## What the task requires
List every line in the listing below that contains the word "Please".

(Stored data entries)
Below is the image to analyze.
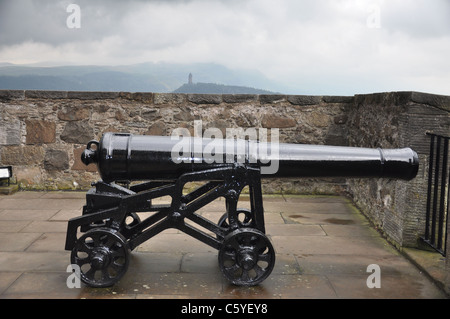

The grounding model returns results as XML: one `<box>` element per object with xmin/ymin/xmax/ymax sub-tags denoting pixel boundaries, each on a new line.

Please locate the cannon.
<box><xmin>65</xmin><ymin>133</ymin><xmax>419</xmax><ymax>287</ymax></box>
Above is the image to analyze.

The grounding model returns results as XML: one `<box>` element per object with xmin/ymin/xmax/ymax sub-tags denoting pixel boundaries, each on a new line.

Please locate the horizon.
<box><xmin>0</xmin><ymin>0</ymin><xmax>450</xmax><ymax>95</ymax></box>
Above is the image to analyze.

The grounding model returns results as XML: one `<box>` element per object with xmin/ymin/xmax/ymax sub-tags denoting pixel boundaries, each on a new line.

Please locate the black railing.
<box><xmin>423</xmin><ymin>133</ymin><xmax>450</xmax><ymax>256</ymax></box>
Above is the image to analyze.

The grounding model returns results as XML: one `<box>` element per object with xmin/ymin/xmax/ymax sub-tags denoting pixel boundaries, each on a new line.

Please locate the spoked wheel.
<box><xmin>219</xmin><ymin>228</ymin><xmax>275</xmax><ymax>286</ymax></box>
<box><xmin>71</xmin><ymin>228</ymin><xmax>129</xmax><ymax>287</ymax></box>
<box><xmin>217</xmin><ymin>209</ymin><xmax>255</xmax><ymax>228</ymax></box>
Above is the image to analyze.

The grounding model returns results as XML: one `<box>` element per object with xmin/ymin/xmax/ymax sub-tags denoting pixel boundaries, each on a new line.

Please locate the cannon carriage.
<box><xmin>65</xmin><ymin>133</ymin><xmax>419</xmax><ymax>287</ymax></box>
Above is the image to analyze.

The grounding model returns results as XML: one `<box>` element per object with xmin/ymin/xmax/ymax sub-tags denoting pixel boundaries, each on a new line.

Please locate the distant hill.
<box><xmin>173</xmin><ymin>83</ymin><xmax>277</xmax><ymax>94</ymax></box>
<box><xmin>0</xmin><ymin>62</ymin><xmax>282</xmax><ymax>94</ymax></box>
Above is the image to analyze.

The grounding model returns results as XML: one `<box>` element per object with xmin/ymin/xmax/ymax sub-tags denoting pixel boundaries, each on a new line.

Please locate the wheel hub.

## Task solution
Please locate the cannon.
Please locate the horizon.
Please locate the black railing.
Please locate the spoked wheel.
Please locate the cannon carriage.
Please locate the distant hill.
Please locate the wheel hub.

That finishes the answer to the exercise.